◆ **Problem details**
Scan the records for the string "knot", then copy each line that has it.

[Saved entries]
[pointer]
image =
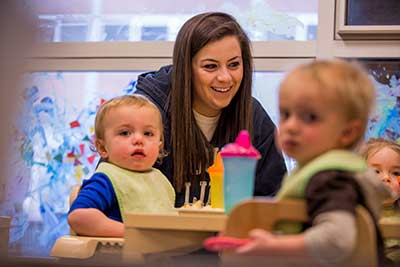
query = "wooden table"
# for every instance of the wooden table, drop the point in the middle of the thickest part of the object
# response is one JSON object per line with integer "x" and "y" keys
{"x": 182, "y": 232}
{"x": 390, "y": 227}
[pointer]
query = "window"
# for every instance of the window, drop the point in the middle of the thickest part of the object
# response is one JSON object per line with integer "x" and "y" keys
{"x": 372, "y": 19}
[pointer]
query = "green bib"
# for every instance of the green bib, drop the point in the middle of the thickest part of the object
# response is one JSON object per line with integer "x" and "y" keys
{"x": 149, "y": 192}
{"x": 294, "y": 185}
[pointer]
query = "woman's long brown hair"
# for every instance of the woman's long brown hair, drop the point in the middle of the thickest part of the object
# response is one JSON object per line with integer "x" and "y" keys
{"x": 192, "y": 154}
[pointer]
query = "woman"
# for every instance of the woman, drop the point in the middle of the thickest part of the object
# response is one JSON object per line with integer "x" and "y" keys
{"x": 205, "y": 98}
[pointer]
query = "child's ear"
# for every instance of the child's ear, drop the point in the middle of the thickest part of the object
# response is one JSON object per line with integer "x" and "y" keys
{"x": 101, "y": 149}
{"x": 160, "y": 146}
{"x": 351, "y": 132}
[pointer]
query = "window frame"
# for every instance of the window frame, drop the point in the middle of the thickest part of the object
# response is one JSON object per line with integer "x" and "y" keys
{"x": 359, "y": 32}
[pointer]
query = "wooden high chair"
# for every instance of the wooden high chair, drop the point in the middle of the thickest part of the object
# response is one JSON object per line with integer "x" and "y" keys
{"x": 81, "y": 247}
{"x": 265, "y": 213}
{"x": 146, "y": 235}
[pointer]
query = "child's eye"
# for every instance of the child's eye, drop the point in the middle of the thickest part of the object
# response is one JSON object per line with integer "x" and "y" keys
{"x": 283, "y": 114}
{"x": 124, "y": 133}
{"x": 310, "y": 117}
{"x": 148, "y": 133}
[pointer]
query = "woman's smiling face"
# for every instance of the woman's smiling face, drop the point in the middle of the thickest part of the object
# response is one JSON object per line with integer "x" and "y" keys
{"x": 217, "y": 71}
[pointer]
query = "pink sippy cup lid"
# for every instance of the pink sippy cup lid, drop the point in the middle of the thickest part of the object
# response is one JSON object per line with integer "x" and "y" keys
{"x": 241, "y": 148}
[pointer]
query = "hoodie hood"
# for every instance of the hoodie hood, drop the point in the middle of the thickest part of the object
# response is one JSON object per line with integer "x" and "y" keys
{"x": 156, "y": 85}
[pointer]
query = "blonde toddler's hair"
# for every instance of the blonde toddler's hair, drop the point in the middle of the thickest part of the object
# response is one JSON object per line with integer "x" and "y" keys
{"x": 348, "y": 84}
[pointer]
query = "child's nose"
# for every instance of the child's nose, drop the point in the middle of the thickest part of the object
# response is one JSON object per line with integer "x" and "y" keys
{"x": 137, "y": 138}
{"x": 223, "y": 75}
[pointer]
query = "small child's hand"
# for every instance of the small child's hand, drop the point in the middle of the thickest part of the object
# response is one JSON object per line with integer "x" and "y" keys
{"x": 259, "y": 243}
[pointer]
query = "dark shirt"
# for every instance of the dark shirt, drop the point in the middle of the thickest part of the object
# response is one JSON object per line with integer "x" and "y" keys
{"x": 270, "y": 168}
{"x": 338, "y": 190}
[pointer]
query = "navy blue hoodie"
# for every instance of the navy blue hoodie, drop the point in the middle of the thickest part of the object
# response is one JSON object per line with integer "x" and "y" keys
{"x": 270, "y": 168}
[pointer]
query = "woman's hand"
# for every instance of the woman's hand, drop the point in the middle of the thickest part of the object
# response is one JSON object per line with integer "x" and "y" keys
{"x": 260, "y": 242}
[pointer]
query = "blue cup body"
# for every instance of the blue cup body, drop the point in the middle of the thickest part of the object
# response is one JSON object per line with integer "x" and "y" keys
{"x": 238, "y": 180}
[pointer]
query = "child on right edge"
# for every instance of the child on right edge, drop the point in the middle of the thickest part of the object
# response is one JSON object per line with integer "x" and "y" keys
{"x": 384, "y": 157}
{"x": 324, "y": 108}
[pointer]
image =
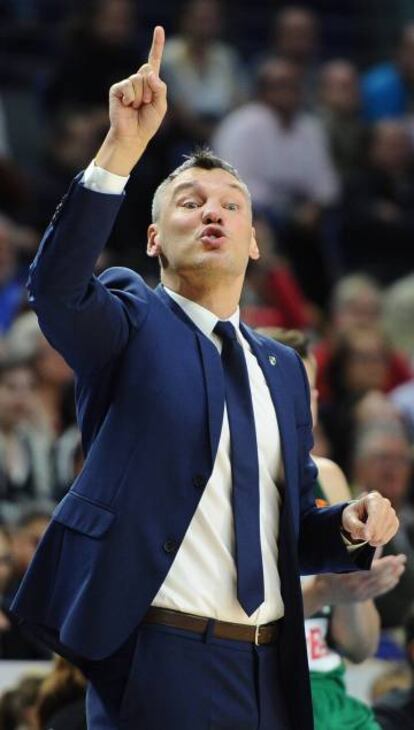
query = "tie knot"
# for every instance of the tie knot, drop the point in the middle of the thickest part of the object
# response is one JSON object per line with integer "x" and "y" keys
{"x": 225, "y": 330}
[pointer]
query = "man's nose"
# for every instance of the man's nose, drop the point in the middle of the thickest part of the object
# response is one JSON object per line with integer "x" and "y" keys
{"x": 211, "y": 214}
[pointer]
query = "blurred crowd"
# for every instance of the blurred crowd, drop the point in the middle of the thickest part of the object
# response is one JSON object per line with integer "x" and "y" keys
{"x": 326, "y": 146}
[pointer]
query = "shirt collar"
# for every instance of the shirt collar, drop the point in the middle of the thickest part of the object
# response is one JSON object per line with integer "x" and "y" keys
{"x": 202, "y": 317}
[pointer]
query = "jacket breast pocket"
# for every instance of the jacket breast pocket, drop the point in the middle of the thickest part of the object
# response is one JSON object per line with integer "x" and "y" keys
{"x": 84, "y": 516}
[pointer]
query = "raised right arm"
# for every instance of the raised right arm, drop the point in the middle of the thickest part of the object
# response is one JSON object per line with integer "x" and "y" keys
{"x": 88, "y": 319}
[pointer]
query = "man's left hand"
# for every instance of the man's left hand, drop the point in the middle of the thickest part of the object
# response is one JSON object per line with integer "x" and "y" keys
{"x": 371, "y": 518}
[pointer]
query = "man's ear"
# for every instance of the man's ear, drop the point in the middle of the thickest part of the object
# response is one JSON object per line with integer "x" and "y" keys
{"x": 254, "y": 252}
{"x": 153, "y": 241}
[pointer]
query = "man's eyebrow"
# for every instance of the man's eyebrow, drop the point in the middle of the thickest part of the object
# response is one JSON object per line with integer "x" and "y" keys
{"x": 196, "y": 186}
==
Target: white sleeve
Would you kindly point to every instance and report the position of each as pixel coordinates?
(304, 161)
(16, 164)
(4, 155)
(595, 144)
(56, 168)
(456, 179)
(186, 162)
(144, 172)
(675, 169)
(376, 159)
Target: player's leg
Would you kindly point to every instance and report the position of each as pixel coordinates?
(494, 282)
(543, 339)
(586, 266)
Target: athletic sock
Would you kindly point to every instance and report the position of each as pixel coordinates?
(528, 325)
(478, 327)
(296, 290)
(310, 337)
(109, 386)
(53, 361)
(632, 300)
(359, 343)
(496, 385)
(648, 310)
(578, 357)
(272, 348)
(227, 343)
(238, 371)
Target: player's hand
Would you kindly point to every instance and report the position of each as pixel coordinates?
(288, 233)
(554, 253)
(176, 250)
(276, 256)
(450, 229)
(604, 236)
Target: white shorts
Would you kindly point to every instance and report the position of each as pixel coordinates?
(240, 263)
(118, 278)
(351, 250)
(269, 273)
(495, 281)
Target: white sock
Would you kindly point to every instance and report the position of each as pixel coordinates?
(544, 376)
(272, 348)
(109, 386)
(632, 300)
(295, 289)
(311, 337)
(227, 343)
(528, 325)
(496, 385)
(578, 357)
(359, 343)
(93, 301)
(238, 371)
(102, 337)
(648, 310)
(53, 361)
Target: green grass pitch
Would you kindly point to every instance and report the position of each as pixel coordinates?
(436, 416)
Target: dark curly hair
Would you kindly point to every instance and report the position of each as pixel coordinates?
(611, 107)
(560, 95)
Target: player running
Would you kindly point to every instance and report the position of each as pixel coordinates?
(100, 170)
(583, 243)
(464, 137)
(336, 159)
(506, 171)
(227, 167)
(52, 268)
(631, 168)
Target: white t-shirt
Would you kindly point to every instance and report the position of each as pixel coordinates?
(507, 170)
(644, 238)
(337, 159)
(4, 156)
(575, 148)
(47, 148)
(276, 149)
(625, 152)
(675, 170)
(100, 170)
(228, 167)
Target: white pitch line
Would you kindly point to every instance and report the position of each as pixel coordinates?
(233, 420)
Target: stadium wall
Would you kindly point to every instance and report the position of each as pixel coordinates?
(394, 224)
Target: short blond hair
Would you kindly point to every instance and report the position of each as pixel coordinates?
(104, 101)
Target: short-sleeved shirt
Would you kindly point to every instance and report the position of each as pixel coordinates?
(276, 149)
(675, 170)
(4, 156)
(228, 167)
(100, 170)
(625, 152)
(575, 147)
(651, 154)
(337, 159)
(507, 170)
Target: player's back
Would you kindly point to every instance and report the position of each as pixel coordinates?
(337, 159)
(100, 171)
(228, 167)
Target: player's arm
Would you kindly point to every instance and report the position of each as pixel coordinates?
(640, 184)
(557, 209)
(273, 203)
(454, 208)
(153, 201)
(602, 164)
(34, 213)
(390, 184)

◆ **Answer to the problem**
query = "tie knot"
# for every instance of the tie knot, drop the point in the middle of the thickest part of the object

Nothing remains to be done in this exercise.